**AIM OF THE EXERCISE**
The expected output is the exact lines from the one containing "I need help finding the longest" through the end of the data, inclusive, and nothing else.

Saved entries:
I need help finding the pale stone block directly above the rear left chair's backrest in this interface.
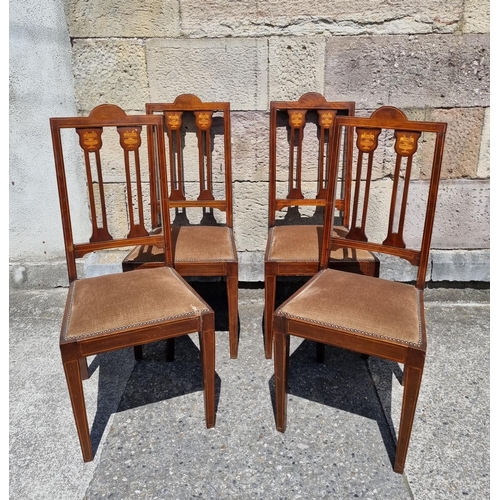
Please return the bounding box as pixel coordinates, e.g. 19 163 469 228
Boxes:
146 38 269 110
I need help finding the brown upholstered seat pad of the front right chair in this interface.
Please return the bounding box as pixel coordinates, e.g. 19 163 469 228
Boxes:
275 269 423 347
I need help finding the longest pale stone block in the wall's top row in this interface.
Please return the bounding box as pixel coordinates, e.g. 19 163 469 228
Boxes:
180 0 462 37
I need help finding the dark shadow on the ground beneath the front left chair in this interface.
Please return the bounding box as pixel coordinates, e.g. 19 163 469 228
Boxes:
89 335 221 450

**WRITTEN ANSWER**
I need help finding the longest pale stone block in the wall's top row in this interface.
Please return the bounding box as pixel coordinates, e.g. 19 163 469 228
Boxes:
180 0 462 37
I need help finding the dark shadow on the ground beneath the front left chair in this interface.
Please return the bounding box as pixel coordinates, e.g. 19 163 469 228
Boxes:
89 335 221 450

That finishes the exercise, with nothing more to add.